**Teks Sumber**
+ + + + +

Senin, 26 Januari 2009

MENGENAL ALIRAN KEPERCAYAAN THD TUHAN YME (3)

Aliran Kebatinan Perjalanan Tri Luhur
Organisasi Perjalanan Tri Luhur didirikan oleh seorang sesepuh bernama Toeloes Partosoewirjo pada hari Senin wage (malam Selasa Kliwon), tanggal 1 Oktober 1956 di Balai Desa Kober Purwokerto. Perjalanan Tri Luhur dari kata Perjalanan yaitu gerak perbuatan atau laku manusia. Tri artinya badan Jasmani, gerak rasa sejati dan guru sejati, luhur adalah sifat ketiga perjalanan. Maksud dibentuknya wadah tersebut untuk menampung semua kegiatan yang tujuannya untuk kesempurnaan kehiduan manusia lahir dan batin.
Toeloes Partosoewirjo dilahirkan di desa Cangkerep Lor Purworejo, Jawa Tengah, pada tanggal 30 April 1924. Pada usia 12 tahun ia telah mendengar dan tertarik hal-hal yang berkaitan dengan Ketuhanan. Kemudian muncul gagasan bagaimana caranya untuk mendekatkan diri pribadinya dengan Tuhan. Atas dorongan itu maka timbullah tekad untuk mengetahui persoalan-persoalan Ketuhanan dan menumbuhkan keyakinan bahwa Tuhan mempunyai kuasa menciptakan alam semesta beserta isinya. Akhirnya pada malam Jumat Kliwon tanggal 23 Mei 1954 pada jam 01.00 sewaktu Beliau sedang duduk menghadap ke utara mohon kekuasaan Tuhan Yang Maha Esa dengan sikap tenang, pasrah secara totalitas dan berkeyakinan yang mantap bahwa Tuhan itu Maha Pemurah dan Maha pengasih, beliau menerima wangsit dari Tuhan. Salah satu ajaran organisasi Perjalanan Tri Luhur, yaitu wewarah “janji 7” yang berupa perjanjian 7 pasal yang merupakan perjanjian manusia pada dirinya sendiri dengan disaksikan Tuhan Yang Mahakuasa dan Mahasuci. Hal ini merupakan tata moral dan pedoman laku lampah bagi setiap warga perjalanan Tri Luhur dalam menghayati Kepercayaan terhadap Tuhan Yang Maha Esa.
Organisasi Perjalanan Tri Luhur beralamat di Jatiwinangun no. 20 Purwokerto. Karena hampir seluruh warga organisasi berdomisili di Purwokerto, maka organisasi Perjalanan Tri Luhur masih bersifat lokal. Menurut catatan terakhir anggota Perjalanan Tri Luhur berjumlah 1220 orang yang terdiri dari berbagai kalangan pegawai negeri, dosen, petani dan lain sebagainya.
Awal tahun 1957 salah seorang anggota pindah tugas ke Banjarnegara. Dengan kepindahannya maka ajaran Perjalanan kebatinan Tri Luhur mulai berkembang di Banjarnegara dan akhirnya dibentuk cabang Banjarnegara dengan alamat di jalan Jagapati I/52 Banjarnegara dibawah asuhan Bapak Djuremi. Selanjutnya berkembang pula di Semarang (1962), Purbalingga (1964), Cilacap (1965), Denpasar (1967), Brebes (1967), Jombang (1969), Wonosobo (1977), Kebumen (1978).

+ + + + +

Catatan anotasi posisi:
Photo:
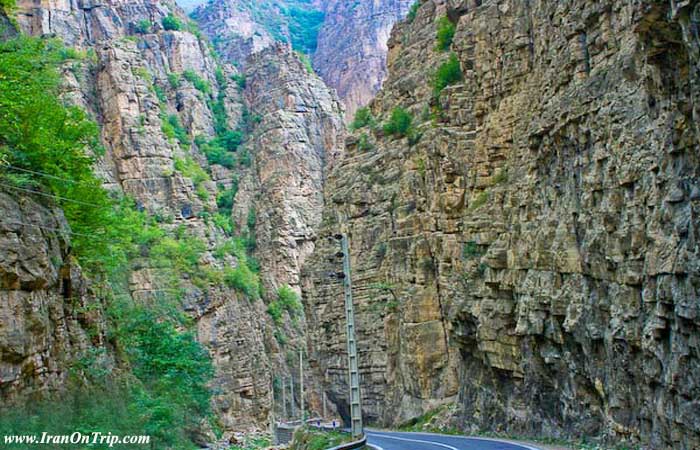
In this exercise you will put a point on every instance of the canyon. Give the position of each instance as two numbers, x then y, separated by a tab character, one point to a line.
520	193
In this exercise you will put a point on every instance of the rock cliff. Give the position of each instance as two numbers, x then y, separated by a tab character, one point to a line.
529	250
156	93
49	319
347	41
352	47
167	105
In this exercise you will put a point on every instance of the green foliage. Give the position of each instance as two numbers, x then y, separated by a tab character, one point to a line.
287	300
400	123
479	201
445	33
364	144
173	129
198	82
304	25
243	279
173	370
225	198
310	439
448	73
363	118
162	388
174	80
144	74
306	62
471	250
7	6
240	80
171	23
190	169
143	26
160	93
70	53
413	11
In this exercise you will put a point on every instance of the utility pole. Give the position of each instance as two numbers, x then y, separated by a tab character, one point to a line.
284	400
354	381
301	384
272	413
291	401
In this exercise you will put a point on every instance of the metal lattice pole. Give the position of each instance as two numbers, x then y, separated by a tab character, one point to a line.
354	381
301	384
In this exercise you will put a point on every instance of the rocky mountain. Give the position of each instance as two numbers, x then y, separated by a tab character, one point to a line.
180	130
240	28
47	313
352	47
347	41
522	202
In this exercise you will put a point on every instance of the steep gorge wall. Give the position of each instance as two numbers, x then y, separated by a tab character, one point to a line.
352	47
534	256
132	82
49	319
130	75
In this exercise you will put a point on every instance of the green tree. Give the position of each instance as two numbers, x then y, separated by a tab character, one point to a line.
448	73
445	33
400	123
171	23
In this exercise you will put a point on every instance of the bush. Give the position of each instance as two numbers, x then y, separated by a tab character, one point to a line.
240	80
445	33
143	26
287	300
413	11
400	123
173	129
363	118
448	73
190	169
171	23
174	80
160	386
243	279
198	82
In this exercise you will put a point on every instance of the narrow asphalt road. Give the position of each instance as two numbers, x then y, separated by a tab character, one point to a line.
385	440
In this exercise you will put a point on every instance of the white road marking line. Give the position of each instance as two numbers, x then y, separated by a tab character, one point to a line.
469	438
383	436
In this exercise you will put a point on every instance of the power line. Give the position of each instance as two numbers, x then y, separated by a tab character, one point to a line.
9	186
58	230
43	174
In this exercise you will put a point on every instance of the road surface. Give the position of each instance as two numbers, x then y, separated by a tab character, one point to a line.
385	440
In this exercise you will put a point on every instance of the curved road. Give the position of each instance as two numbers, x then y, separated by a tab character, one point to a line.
385	440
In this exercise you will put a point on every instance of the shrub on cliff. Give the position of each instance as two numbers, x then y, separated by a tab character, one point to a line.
448	73
48	150
400	123
171	23
413	11
363	118
445	33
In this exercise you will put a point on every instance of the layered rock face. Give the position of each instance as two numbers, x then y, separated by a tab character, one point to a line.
48	317
349	54
352	47
299	136
530	253
139	80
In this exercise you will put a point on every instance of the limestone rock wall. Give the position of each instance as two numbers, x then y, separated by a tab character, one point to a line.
531	253
352	47
49	319
299	136
132	81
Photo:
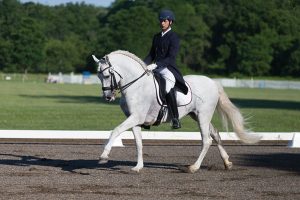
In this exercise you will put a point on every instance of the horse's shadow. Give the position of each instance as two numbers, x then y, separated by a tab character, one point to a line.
73	165
279	161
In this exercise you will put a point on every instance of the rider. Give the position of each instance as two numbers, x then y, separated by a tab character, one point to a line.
165	46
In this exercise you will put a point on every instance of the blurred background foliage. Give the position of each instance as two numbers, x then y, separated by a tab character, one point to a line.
218	37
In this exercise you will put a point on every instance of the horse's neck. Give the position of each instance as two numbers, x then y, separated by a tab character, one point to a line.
130	70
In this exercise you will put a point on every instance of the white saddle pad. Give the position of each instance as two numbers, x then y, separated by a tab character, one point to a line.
181	98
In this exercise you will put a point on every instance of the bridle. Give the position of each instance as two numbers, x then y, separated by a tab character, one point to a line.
113	82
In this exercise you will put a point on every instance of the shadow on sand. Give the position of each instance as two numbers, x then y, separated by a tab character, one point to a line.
73	165
279	161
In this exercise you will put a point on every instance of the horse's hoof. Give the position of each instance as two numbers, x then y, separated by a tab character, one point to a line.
103	160
136	169
228	165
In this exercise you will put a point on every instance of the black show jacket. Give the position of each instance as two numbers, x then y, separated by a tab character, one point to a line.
163	52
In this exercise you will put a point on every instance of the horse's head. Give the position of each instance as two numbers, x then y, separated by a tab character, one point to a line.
108	77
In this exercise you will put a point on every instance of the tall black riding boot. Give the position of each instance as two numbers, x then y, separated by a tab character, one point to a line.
172	104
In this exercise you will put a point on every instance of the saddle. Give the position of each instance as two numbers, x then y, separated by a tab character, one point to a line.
160	85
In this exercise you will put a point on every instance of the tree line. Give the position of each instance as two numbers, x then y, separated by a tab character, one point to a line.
222	37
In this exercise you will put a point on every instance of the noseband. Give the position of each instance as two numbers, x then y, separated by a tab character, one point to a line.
113	82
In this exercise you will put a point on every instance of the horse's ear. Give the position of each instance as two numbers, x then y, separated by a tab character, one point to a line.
95	58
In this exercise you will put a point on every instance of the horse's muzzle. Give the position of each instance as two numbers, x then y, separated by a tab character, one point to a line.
110	98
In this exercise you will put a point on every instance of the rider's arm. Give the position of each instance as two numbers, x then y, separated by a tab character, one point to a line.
173	49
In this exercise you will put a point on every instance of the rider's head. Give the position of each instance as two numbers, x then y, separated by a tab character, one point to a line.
166	18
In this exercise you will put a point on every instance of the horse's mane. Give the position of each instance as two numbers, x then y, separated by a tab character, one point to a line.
132	56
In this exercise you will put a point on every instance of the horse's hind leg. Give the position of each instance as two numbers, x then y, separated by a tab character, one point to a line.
206	142
139	147
215	135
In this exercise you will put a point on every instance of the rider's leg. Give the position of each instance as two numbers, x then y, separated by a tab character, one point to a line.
171	97
171	100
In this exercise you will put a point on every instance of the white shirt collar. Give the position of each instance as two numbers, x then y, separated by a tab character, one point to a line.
163	33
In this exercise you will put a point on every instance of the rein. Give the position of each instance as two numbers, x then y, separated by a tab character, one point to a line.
113	83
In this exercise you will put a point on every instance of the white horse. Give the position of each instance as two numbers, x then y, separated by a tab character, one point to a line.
121	70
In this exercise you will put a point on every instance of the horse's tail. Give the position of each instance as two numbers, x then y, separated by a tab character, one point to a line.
229	111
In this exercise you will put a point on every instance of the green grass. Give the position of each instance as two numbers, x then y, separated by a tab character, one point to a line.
37	106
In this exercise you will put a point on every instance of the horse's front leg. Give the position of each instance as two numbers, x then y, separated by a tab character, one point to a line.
139	147
130	122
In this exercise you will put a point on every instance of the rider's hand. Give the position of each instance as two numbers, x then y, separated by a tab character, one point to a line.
152	66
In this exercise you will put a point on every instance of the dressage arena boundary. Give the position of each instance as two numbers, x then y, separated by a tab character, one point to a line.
293	138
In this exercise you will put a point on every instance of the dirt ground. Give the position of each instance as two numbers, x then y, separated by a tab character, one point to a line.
51	170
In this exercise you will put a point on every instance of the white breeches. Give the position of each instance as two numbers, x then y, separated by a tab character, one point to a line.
168	76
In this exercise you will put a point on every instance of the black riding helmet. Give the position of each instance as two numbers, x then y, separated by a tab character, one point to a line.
166	14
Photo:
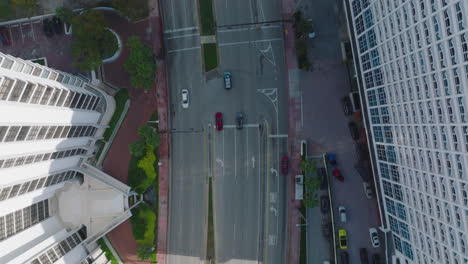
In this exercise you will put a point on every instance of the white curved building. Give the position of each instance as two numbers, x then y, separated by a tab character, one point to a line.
53	205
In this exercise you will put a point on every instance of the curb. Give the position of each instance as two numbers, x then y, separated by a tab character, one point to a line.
114	133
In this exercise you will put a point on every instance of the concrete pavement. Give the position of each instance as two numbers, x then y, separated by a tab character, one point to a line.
244	206
325	126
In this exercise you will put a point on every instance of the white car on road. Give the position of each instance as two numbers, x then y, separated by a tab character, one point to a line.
374	237
367	190
185	98
342	213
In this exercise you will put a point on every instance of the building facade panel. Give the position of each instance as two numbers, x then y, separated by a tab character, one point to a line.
413	57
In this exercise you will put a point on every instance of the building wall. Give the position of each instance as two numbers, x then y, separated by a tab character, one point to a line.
49	122
413	56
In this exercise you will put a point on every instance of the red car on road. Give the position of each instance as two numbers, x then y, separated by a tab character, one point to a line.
284	165
219	121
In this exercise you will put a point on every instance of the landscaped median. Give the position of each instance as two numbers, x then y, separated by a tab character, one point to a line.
143	178
208	32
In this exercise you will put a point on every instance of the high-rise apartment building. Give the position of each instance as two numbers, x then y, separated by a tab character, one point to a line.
412	59
53	204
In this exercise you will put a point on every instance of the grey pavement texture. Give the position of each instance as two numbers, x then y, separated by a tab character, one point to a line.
325	127
249	195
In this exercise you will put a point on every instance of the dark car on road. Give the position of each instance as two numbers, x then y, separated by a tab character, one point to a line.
48	28
375	259
326	228
227	80
347	106
344	257
57	25
219	121
240	120
363	255
324	204
322	174
353	130
5	36
284	165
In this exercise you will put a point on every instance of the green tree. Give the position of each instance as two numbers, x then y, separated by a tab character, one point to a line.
65	14
308	166
138	148
27	5
6	10
133	9
90	39
149	135
145	251
140	64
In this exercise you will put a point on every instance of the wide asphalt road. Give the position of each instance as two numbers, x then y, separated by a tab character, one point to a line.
249	194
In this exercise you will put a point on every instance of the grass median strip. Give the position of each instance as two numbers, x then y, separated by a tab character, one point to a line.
207	17
210	56
107	251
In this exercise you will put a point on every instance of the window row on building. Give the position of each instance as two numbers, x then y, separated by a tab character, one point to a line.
60	249
32	185
14	90
440	111
19	220
24	133
437	236
28	67
24	160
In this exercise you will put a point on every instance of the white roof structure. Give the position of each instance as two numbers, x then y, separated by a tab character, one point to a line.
53	204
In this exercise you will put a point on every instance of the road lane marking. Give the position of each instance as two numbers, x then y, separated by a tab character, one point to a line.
235	155
249	42
185	36
245	29
223	151
247	126
179	29
184	49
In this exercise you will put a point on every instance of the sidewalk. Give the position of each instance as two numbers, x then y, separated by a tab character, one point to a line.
142	106
294	117
162	99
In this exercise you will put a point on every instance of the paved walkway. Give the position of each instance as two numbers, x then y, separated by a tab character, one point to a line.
294	116
142	105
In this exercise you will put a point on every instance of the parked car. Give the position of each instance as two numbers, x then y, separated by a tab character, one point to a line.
240	120
5	36
57	25
342	239
344	257
332	159
219	121
303	148
374	237
347	106
375	259
227	80
353	130
284	165
342	213
337	173
367	190
363	256
48	28
326	228
322	174
185	98
324	204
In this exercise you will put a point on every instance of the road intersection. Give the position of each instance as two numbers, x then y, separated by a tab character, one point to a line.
249	195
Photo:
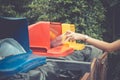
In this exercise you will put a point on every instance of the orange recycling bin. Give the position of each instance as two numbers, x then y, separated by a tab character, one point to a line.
41	34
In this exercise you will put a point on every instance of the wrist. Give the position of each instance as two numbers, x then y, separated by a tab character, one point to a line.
85	38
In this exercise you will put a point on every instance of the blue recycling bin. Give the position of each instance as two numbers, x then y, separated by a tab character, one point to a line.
17	28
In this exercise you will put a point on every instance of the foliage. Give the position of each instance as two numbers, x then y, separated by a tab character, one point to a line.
87	15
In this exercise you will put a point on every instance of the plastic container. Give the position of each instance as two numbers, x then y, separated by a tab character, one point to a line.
19	64
41	35
72	44
16	28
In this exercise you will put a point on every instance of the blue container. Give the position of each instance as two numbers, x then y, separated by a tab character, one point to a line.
16	28
19	63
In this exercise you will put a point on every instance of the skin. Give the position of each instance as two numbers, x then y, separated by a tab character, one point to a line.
106	46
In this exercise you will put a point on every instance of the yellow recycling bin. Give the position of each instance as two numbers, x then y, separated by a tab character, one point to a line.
72	44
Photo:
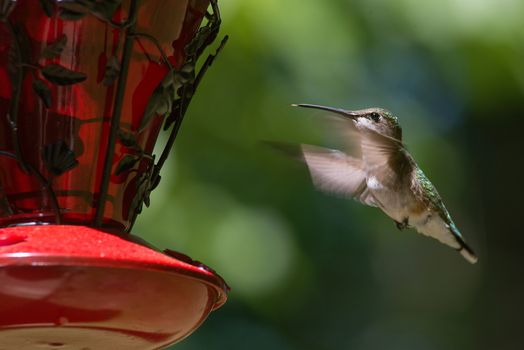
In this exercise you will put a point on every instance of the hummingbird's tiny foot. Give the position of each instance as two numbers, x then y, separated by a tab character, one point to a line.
402	225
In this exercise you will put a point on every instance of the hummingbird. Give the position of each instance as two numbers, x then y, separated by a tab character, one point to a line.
383	175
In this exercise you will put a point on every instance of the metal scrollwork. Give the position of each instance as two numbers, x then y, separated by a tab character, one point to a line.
169	99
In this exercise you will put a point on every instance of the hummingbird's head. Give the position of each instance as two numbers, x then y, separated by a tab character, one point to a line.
370	119
378	120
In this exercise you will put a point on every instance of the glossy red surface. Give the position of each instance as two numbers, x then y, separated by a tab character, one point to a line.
73	287
79	114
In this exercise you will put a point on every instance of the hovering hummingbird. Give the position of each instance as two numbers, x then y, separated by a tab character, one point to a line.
385	175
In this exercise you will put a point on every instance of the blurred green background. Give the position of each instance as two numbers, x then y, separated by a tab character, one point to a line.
309	271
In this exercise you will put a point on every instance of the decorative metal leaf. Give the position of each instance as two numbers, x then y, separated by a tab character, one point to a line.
112	71
6	6
58	158
126	164
55	49
159	103
47	6
142	194
127	138
43	91
105	9
174	115
62	76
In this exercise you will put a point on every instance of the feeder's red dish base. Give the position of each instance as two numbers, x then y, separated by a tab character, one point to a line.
73	287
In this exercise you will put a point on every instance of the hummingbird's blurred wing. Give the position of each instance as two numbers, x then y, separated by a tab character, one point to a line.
335	172
386	158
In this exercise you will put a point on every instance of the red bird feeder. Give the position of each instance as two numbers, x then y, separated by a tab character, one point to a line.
86	86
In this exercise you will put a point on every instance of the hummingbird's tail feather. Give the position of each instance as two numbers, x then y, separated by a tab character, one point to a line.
463	248
468	254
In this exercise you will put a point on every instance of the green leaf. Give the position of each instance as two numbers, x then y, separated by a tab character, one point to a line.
55	48
43	91
60	75
47	6
126	164
112	71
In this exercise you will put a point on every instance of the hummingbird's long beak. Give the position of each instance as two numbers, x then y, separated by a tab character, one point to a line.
340	111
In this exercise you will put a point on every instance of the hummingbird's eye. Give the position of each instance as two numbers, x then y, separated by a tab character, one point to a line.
375	117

+ + + + +

**Tugas**
Menurut teks tentang aliran kebatinan Perjalanan Tri Luhur, berapa jumlah anggota organisasi itu berdasarkan catatan terakhir?

**Jawaban**
Anggota Perjalanan Tri Luhur berjumlah 1220 orang.